:: To be done ::
Please write out the complete listing that follows, exactly as it reads.

######

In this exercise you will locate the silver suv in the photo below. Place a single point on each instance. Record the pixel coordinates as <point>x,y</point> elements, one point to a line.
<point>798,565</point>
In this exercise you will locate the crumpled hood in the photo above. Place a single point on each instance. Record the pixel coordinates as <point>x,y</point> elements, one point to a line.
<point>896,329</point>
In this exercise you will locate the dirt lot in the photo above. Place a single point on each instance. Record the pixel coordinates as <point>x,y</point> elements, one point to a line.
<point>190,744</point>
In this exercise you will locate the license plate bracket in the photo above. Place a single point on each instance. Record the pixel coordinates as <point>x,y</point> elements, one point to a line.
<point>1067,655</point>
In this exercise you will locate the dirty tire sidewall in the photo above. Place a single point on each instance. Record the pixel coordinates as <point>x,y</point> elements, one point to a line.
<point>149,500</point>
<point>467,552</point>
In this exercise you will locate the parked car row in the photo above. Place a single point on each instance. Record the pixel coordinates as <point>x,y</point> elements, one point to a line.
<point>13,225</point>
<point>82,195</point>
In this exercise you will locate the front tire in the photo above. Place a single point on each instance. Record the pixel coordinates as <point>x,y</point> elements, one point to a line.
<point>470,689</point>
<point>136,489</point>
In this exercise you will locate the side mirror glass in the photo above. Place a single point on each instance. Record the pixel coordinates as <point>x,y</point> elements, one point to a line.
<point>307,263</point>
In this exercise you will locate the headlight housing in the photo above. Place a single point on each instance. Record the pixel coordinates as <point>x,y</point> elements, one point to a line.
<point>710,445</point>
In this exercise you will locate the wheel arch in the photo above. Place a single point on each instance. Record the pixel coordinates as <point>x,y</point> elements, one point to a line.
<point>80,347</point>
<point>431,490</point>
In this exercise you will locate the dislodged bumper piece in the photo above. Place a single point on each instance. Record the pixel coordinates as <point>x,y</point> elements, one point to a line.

######

:: Full solution ::
In this exercise you will locate the silver suv in the photo below. Place a single point on each instance. Record the pixel coordinates as <point>x,y</point> elements, one point to a line.
<point>798,565</point>
In this exercise you will locate the crumpled hood in the photo above. Place a single point on each instance. Record the pixel coordinates as <point>x,y</point> elements, one point to a line.
<point>896,329</point>
In this exercise you will locate the dirt lot in the photo above. Place a single point on each instance. Record the pixel coordinates as <point>x,y</point> elements, one point to a line.
<point>190,744</point>
In this exercise you will locate the license plate bracket in the photo above. Place a single point on each instance. Record the pixel coordinates as <point>x,y</point> elements, one point to a line.
<point>1067,655</point>
In this exercise you will locate the dirty tire sidewall in the photo above. Place a single point on each instance. Record the pixel coordinates as <point>x,y</point> elements, one point to a line.
<point>149,500</point>
<point>467,552</point>
In this exercise you will locate the parked car row in the photo above. Place a single point on each instance. Record the pixel coordinates as <point>x,y</point> elements, one point to a line.
<point>13,225</point>
<point>82,195</point>
In this exercise you will locate the front tire in the photo above. Place a single point on each instance. Record the pixel coordinates as <point>x,y</point> elements, one point to a line.
<point>470,689</point>
<point>136,489</point>
In this exercise you will locate the side mirror glass in the photo above. Place a single point on each instance. Record the pixel coordinates as <point>x,y</point> elements, one point to a line.
<point>307,263</point>
In this exercise you will locate the headlight housing in the photo above. Place a single point on each instance. Record the pixel coordinates as <point>x,y</point> elements, one point to a line.
<point>710,445</point>
In this exercise you will locate the wheel arch in the photo above. Place a single point on each instance. Record the pixel coordinates as <point>x,y</point> elements, one point to a line.
<point>80,347</point>
<point>431,490</point>
In this exercise you will locate the dislodged bumper piece in the photo above. Place a single point on each instance. Record the pixel coordinates as <point>x,y</point> elements, one point to a line.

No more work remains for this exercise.